START GIVEN RECORDS
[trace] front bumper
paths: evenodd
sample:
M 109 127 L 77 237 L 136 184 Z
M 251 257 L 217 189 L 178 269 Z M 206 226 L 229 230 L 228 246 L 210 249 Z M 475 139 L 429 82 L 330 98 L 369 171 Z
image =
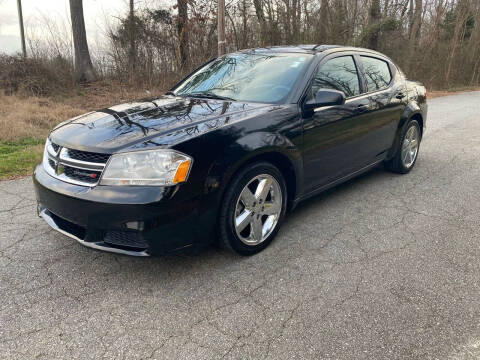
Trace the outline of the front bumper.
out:
M 177 187 L 69 184 L 35 168 L 38 214 L 55 230 L 99 250 L 162 255 L 211 239 L 201 193 Z
M 97 249 L 97 250 L 103 250 L 103 251 L 109 251 L 109 252 L 114 252 L 118 254 L 124 254 L 124 255 L 132 255 L 132 256 L 150 256 L 150 254 L 146 250 L 141 250 L 141 249 L 127 249 L 127 248 L 119 248 L 118 246 L 115 247 L 113 245 L 110 245 L 104 241 L 85 241 L 81 238 L 81 235 L 79 233 L 82 233 L 80 231 L 79 233 L 75 231 L 71 231 L 71 226 L 68 226 L 65 223 L 65 220 L 55 216 L 52 212 L 50 212 L 48 209 L 42 208 L 40 205 L 38 215 L 45 220 L 45 222 L 50 225 L 53 229 L 57 230 L 58 232 L 71 237 L 72 239 L 77 240 L 80 244 L 90 247 L 92 249 Z M 63 220 L 63 221 L 62 221 Z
END GIVEN RECORDS
• **WHAT IS BEING ASKED**: Filter the records, keeping only lines that contain "front", and show those lines.

• **SOLUTION**:
[trace] front bumper
Trace the outline of the front bumper.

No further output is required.